**PROVIDED PASSAGE**

At the same time it announced its merger with Pfizer, Mylan disclosed a $30 million settlement with the Securities and Exchange Commission (SEC) to close an investigation related to EpiPen price hikes. This follows a 2017 settlement with the US ÂDepartment of Justice (DOJ) over failure to pay appropriate Medicaid rebates on EpiPen sales, just one of a range of legal actions related to controversial price hikes for its anaphylaxis treatment.
Ironically, analysts continue to document how wider prescribing of generics can cut costs for healthcare programs. A recent article in JAMA Internal Medicine found that greater switching to generic versions of widely prescribed drugs for hypertension and heart failure would have saved Medicare almost 90% of the $754 million spent on angiotensin converting enzyme inhibitors (ACEIs) and angiotensin-II-receptor blockers (ARBs) in 2016 and 2017.3
A way for FDA to bolster competition that can help reduce US drug prices involves streamlining and accelerating its process for evaluating and approving abbreviated new drug applications (ANDAs). The Office of Generic Drugs (OGD) in the Center for Drug Evaluation and Research (CDER) has utilized revenues from generic drug user fees to expand operations and clarify policies, leading to a record-breaking 1,000 ANDA approvals last year, including a number of first generics. CDER is issuing more guidances and updating its Orange Book to support generic drug marketing.
A related OGD initiative is to compel manufacturers to file more complete ANDAs that can be processed and approved in one review cycle, avoiding time-consuming discussions on application short-comings. A recent report from the Government Accountability Office (GAO) advises FDA to do more to ensure that
initial ANDAs are complete and more efficiently assessed.4 The analysts found that only 12% of more than 2,000 ANDAs reviewed by FDA between 2015 and 2017 were approved in the first cycle, with delays largely linked to product quality and plant inspection issues.
FDA also supports the development and approval of more complex generics, such as topicals and inhaled products, to provide alternatives to pricey innovators. As part of an FDA Drug Competition Plan, the agency has published lists of more than 500 drugs that lack competition and are eligible for extra FDA assistance in determining what tests and data are needed to gain market approval.5
Despite the surge in ANDA approvals, generics makers still struggle to gain market share due to a steady rise in brand companies developing and marketing “authorized” generics of their own medicines facing a loss in patent protection and new competition. By launching before patent expiration, the innovator firm can maintain sales and profits because these products don’t carry rebates. Analysts count some 1,200 authorized generics in the US that can raise costs over the long run by discouraging competition from outside manufacturers.
Members of Congress have proposed numerous measures designed to enhance competition in the drug market. Generics firms have pressed hard for legislation that prevents brands from blocking access to samples of reference products for required testing, along with measures to improve patent listings in FDA’s Orange Book and Purple Book for biosimilars. But generics makers oppose bills that set time limits for first generics to implement 180-day exclusivities.

**DATASET EXCERPTS**
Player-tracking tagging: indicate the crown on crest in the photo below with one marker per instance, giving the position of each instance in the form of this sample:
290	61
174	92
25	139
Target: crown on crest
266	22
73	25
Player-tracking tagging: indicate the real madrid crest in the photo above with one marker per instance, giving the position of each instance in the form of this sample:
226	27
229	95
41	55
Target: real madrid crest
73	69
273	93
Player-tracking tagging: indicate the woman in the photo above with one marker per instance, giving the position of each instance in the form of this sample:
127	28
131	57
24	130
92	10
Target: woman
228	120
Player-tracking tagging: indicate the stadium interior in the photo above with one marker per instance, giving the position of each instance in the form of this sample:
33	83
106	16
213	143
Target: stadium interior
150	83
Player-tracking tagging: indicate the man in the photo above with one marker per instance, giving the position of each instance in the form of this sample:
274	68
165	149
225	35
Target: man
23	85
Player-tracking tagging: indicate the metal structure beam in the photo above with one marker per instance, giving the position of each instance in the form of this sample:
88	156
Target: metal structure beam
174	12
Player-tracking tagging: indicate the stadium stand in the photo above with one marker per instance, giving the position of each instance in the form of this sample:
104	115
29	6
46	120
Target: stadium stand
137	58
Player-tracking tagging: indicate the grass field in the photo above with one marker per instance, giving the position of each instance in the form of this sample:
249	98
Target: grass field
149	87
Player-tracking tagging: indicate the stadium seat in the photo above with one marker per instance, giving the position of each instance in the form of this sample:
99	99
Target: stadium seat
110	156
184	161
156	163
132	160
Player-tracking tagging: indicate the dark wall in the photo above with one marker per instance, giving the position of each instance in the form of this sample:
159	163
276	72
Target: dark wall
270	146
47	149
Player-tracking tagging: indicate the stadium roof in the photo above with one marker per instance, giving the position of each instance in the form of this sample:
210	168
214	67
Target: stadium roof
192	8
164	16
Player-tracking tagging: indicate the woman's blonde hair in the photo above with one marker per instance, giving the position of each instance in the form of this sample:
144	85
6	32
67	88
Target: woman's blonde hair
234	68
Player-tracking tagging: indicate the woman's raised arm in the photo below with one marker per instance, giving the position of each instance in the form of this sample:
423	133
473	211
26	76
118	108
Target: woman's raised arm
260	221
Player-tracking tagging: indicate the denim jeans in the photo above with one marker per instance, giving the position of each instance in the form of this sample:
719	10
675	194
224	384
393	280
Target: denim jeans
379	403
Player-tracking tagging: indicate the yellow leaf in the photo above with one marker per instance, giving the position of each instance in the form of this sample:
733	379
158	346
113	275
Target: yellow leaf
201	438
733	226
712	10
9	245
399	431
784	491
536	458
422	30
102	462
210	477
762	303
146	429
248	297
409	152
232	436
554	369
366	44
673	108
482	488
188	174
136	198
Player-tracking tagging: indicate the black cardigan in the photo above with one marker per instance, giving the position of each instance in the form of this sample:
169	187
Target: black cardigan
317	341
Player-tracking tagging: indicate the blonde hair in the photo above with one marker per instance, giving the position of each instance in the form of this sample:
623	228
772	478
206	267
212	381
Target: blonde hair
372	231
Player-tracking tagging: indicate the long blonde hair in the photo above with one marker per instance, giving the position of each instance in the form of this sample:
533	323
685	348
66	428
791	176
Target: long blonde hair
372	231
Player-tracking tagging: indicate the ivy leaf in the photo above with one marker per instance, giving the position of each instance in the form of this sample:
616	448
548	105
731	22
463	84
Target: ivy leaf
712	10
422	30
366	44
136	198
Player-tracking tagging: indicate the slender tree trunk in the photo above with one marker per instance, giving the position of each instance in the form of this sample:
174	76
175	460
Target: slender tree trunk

**WHAT TO DO**
According to the passage on generic drugs, what share of the more than 2,000 ANDAs reviewed by FDA between 2015 and 2017 were approved in the first cycle? The material comes from a separate source.

**RESPONSE**
Only 12% were approved in the first cycle.